● **Отрывок**:
►
— В «Шепоте сердца» отсутствует человек как действующее лицо. При том, что это никакая не сказка, не притча, а скорее вообще внежанровая история. По большому счету там ведь и героя нет как такового?
— Я не согласен. Есть персонаж, и этот персонаж — сердце. Из его монолога, образующего сюжет, постепенно возникает, вырисовывается человек. Мы узнаем, что он женат, что у него есть друзья, что он переживает по поводу денег, что он пьющий — что он живой человек. Он боится летать на самолетах, любит рыбачить, болеет за футбольную команду. И постепенно этот человек становится нам близок — не во всем, я, например, за футбольную команду никогда не болел и не рыбак вовсе; то есть для меня все эти поплавки — дело десятое. Но я знаю таких людей. И зрители таких людей знают. Многое совпадает с сидящими в зале. Кто-то себя узнает, кто-то узнает своего соседа, кто-то — отца. Это невероятно интересно — вылепливать человека.
— Вы написали в блоге, что идея спектакля пришла к вам пять лет назад. Почему так много времени понадобилось на ее воплощение?
— Идея пришла в виде названия и общей структуры — монолог сердца, которое находится в состоянии взаимного недоверия с человеком. Потом я решил, что это может быть диалог в развитии, где сначала человек вообще не знает о том, что у него есть сердце, потом он его боится, а потом сердце его убивает. Ну вот, думаю, круто, идея здоровская. Но сценическое решение не приходило. Я понимал, что нельзя писать какое-то эссе или же трактат, или повесть на эту тему, фантастическую тем более, какую-то постмодернистскую фигню. Нужно было делать именно моноспектакль. А как? В каких условиях? Пространство, способ подачи, художественные условия существования этого текста, они не решались, как задача, как некий ребус.
◄
● **Исходный материал**:
►
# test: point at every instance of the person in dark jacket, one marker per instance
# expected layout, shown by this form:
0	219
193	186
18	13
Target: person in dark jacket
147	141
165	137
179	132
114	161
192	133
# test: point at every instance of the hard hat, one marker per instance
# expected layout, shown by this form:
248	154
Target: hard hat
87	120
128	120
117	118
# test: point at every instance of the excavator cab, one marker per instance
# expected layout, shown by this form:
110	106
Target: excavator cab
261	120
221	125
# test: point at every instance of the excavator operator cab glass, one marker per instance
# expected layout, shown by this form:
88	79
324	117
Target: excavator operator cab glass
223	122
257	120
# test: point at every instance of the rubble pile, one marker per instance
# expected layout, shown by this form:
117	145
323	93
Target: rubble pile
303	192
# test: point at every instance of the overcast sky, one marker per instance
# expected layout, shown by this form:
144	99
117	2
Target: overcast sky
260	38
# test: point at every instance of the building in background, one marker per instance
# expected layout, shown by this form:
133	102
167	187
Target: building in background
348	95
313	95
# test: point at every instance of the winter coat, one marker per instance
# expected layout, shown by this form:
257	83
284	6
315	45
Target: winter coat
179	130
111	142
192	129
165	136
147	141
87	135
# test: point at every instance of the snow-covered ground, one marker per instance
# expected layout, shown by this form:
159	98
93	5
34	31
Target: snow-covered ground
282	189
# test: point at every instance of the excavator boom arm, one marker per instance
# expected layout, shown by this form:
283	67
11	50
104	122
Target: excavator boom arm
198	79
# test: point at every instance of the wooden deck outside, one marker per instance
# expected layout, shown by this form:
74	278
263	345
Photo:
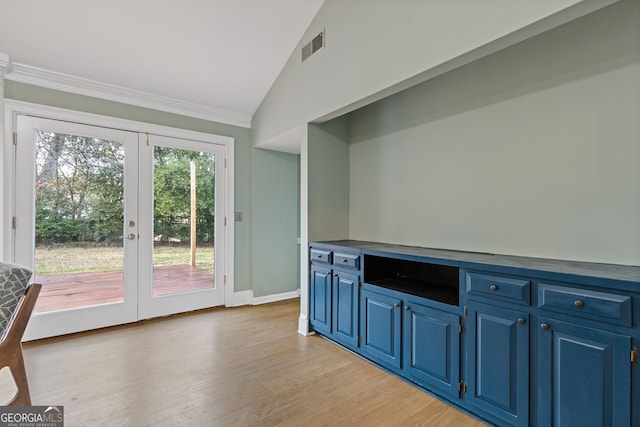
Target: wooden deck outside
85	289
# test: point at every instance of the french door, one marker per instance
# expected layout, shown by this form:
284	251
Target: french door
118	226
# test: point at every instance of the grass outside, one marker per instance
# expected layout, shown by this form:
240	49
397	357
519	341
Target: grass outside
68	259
◄
►
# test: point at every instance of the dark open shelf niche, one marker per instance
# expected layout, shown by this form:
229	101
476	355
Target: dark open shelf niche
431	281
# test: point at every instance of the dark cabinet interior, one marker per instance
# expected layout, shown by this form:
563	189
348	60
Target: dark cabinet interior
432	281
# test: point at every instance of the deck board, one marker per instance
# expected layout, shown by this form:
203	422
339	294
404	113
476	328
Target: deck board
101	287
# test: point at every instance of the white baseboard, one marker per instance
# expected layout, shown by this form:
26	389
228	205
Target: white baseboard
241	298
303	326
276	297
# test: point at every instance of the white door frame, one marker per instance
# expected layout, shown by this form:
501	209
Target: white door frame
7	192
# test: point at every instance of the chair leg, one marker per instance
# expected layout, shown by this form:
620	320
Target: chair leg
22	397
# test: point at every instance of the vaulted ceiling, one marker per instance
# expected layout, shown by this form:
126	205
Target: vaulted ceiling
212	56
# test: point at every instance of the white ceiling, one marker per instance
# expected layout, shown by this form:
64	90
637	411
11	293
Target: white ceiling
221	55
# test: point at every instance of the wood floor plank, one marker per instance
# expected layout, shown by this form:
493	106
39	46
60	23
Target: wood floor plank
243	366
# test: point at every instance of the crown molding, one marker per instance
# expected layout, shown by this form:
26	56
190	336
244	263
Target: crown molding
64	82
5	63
◄
►
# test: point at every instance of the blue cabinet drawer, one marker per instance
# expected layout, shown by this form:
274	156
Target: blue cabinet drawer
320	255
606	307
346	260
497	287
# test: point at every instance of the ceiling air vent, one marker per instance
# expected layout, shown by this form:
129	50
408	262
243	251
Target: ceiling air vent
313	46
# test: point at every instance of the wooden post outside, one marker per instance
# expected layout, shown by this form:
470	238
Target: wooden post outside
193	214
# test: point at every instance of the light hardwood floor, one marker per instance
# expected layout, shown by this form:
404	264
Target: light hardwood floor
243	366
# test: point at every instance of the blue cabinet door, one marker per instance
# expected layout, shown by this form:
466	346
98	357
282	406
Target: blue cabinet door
◄
● **Задания**:
**A)** Ответьте по интервью о спектакле «Шепот сердца» на следующие вопросы:
(i) Кто, по словам собеседника, является персонажем «Шепота сердца»?
(ii) Сколько лет назад пришла идея спектакля?
(iii) Какую форму, по мнению автора, нужно было выбрать вместо эссе, трактата или повести?
**B)** Допишите интервью о спектакле «Шепот сердца», начиная сразу после его последней фразы.

● **Ответы к заданиям**:
**A)**
(i) Сердце.
(ii) Пять лет назад.
(iii) Моноспектакль.

**B)**
Я год над этим думал, отказался, сделал спектакль «Прощание с бумагой». Потом — раз, и появилась идея с тенью: я решил, что на сцене должна быть ширма, а за ней тень человека, силуэт. Все время, пока сердце говорит, он за ширмой ходит, слушает, садится, курит, что-то свое переживает. В итоге я от этой идеи тоже отказался, но именно она подтолкнула меня к тому, чтобы сесть и начать писать. А пишется все это очень медленно. Можно бесконечно долго сидеть за столом, набрасывать какие-то фразы, которые в итоге вообще никуда не войдут. Бывает, что из полутора месяцев работы получается полторы минуты сценического времени. Весь текст — 43 страницы рукописного текста — возник из 300 страниц рукописного текста.
Есть что-то, с чем жалко расставаться, какие-то моменты, про которые ты понимаешь, что они действительно удачные, но не укладываются в спектакль, выглядят каким-то вставным механизмом. Я, например, очень хотел, чтобы по сцене проезжал поезд с вагонами, и чтобы дым из трубы. В итоге пришлось отказаться, потому что иллюстративно.
— Сценографию вы сами придумывали?
— Да. Правда, сначала мы семь месяцев работали с Олей Никитиной, очень хорошей, талантливой художницей. Была масса удачных находок, которые в итоге оказались невоплотимыми. Сама идея спектакля со временем так сильно видоизменилась, что нужна была другая сценография. Зато она полностью придумала костюм. Костюм, по-моему, замечательный. Кстати, курточка, которая висит на заднем плане — это ведь, по сути, единственное, что указывает на присутствие человека. А потом, в конце спектакля, сердце ею укрываются. Примеривает на себя человеческую оболочку, человеческую плоть.
— Ваши предыдущие спектакли, как правило, были завязаны на какой-то личной истории, персонифицированном переживании. В случае с «Шепотом сердца» вы сознательно исключили отсылки к своей жизни?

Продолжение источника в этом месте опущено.